## Your assignment
Each line in the entries that has the word "page" has to be copied.

Records from a collection

----

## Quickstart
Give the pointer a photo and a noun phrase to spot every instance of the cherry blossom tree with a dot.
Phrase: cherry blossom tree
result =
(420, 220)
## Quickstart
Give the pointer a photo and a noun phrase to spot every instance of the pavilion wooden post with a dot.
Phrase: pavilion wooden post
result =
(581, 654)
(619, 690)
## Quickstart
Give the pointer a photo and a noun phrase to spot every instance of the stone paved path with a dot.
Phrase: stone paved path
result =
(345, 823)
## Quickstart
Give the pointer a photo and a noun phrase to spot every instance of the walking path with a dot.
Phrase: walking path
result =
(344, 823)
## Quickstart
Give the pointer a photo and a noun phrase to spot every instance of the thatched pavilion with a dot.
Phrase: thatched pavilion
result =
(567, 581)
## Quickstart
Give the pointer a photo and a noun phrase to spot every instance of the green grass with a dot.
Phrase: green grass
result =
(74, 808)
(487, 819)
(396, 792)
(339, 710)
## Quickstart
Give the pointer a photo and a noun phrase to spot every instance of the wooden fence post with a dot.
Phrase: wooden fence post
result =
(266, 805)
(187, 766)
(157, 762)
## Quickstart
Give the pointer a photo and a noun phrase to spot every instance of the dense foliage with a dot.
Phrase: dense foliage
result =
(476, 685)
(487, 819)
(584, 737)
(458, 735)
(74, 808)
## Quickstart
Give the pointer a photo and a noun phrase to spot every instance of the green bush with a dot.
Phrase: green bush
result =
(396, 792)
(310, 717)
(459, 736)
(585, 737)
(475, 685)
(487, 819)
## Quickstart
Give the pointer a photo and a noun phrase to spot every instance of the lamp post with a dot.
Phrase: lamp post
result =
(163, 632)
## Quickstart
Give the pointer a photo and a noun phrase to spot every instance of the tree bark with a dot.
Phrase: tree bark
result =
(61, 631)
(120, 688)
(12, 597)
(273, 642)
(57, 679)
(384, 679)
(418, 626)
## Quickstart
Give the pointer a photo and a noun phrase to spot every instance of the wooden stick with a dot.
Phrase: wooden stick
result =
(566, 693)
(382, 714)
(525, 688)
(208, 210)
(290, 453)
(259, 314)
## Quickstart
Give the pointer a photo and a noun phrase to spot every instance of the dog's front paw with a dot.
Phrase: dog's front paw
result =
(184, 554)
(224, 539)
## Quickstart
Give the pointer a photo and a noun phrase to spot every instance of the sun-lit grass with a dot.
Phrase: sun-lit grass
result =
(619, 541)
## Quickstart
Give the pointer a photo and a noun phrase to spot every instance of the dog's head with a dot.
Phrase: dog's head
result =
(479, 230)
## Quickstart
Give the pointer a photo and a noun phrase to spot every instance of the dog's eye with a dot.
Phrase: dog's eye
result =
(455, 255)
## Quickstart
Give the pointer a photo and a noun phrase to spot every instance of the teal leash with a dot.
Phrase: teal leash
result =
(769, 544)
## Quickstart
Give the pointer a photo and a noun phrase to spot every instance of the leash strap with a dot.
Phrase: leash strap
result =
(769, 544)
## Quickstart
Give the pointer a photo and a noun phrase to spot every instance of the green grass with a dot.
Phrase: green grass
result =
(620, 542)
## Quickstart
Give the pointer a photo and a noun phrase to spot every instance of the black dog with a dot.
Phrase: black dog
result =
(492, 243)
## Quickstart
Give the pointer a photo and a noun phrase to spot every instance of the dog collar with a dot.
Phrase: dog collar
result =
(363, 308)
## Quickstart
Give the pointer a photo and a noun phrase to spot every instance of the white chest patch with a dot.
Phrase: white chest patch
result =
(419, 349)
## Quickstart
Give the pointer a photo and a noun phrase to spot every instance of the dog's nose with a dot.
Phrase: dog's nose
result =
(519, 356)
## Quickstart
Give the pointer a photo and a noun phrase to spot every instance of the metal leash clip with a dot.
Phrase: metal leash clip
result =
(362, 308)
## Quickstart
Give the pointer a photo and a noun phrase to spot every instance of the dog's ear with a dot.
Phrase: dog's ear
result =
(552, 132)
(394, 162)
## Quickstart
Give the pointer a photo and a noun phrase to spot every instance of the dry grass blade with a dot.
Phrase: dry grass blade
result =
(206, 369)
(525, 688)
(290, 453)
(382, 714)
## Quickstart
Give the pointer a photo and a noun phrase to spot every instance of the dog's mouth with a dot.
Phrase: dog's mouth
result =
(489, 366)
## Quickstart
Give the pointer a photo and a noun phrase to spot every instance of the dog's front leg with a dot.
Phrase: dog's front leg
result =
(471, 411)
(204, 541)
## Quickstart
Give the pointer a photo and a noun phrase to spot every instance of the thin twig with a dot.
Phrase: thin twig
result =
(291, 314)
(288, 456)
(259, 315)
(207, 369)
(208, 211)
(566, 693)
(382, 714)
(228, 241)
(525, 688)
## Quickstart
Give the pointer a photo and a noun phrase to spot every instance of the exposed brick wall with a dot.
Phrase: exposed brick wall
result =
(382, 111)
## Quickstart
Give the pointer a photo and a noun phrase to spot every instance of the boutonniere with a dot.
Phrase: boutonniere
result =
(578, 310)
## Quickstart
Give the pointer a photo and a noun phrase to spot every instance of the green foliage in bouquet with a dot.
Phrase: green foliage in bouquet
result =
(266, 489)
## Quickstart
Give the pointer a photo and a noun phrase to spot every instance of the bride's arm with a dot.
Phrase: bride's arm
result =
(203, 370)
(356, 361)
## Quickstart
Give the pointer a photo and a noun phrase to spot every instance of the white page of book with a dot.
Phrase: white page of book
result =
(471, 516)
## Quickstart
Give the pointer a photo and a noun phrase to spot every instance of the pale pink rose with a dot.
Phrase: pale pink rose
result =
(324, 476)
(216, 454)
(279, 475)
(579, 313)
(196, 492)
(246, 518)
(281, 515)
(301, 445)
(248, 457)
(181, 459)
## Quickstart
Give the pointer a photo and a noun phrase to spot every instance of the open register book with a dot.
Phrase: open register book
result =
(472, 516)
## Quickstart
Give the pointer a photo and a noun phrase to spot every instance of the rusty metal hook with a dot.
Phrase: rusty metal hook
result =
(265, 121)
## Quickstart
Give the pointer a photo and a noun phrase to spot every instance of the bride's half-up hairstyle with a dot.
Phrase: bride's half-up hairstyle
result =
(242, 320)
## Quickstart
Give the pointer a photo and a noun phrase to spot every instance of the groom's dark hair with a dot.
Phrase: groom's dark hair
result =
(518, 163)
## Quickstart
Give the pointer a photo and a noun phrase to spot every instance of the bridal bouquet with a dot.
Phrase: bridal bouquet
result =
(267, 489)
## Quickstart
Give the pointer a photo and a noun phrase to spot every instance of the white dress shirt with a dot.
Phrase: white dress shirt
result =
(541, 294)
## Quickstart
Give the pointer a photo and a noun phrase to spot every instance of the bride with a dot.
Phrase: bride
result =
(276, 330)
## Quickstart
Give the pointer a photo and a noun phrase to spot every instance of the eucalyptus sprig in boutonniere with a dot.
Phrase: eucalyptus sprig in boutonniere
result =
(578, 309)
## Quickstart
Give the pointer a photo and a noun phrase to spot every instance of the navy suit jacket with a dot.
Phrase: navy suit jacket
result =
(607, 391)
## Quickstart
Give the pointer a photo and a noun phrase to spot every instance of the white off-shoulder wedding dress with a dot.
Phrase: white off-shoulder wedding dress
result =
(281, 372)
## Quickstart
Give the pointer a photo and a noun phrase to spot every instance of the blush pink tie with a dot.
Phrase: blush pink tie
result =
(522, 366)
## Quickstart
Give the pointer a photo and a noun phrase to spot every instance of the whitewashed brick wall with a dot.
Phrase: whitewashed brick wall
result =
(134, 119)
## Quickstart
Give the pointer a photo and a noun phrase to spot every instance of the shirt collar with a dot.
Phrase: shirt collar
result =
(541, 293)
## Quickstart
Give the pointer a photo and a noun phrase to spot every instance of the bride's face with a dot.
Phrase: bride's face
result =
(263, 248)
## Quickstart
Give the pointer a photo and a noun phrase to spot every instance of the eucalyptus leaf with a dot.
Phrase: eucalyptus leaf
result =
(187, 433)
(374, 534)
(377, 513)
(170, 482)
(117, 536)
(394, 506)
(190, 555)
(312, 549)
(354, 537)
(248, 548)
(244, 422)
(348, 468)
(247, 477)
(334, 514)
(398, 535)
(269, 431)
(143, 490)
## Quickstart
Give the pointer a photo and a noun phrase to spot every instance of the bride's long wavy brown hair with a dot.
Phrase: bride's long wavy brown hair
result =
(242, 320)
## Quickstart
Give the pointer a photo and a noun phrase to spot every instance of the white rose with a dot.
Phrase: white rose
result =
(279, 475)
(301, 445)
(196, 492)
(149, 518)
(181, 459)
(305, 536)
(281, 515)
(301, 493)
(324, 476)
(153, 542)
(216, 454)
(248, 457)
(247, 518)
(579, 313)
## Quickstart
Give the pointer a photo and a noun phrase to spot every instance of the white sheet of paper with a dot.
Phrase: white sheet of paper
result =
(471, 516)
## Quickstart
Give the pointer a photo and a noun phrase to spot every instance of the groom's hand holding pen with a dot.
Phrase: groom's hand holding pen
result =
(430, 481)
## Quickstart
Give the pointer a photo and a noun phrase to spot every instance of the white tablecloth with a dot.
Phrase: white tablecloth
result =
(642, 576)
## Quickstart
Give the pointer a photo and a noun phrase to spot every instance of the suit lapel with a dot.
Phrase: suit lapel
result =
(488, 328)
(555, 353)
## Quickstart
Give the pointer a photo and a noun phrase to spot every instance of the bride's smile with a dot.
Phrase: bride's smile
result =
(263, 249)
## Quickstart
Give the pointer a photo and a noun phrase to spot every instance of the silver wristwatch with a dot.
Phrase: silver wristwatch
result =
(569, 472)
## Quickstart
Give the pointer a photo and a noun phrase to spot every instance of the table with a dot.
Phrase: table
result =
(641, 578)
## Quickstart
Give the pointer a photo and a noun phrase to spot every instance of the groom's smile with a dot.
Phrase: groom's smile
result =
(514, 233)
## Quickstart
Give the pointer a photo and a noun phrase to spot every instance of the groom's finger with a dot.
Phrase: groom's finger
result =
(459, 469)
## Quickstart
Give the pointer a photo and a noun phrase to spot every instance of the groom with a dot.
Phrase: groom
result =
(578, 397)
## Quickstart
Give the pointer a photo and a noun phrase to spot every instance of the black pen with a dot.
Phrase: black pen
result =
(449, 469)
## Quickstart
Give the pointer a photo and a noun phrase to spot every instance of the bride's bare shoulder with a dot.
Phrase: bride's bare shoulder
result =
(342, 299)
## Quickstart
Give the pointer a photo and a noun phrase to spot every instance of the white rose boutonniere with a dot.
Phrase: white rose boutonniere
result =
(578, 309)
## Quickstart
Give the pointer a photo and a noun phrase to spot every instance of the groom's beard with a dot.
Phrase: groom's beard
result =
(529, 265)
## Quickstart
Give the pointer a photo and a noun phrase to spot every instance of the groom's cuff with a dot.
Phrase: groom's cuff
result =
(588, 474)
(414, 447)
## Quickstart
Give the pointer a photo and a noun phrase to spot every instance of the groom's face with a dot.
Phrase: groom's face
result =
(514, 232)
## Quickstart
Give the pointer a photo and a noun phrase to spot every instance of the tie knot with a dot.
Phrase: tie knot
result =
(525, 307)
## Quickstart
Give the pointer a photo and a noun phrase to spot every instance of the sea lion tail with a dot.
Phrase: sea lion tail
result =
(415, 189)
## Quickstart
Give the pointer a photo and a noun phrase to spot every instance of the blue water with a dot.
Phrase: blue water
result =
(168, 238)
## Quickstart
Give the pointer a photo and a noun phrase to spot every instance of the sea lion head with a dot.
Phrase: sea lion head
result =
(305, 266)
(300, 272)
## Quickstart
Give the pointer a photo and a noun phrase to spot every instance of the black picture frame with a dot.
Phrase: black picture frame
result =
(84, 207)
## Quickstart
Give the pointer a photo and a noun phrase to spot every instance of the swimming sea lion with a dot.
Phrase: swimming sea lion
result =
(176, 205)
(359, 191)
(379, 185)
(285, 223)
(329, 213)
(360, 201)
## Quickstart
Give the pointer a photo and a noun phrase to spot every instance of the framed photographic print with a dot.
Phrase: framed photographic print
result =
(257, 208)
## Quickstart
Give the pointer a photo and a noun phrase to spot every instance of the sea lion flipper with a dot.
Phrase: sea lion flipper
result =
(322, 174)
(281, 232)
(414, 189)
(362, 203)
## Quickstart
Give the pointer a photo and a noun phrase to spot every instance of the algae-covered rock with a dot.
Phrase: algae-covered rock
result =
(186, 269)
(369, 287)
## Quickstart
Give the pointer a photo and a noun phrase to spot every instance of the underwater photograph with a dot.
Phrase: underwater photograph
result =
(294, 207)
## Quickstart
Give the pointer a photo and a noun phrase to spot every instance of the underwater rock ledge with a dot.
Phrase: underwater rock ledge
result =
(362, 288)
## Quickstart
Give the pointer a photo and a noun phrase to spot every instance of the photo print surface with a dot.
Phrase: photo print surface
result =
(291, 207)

----

## Task output
Give the pointer a photo and a noun phrase to spot every instance of the white page of book with a dot.
Phrase: white page of book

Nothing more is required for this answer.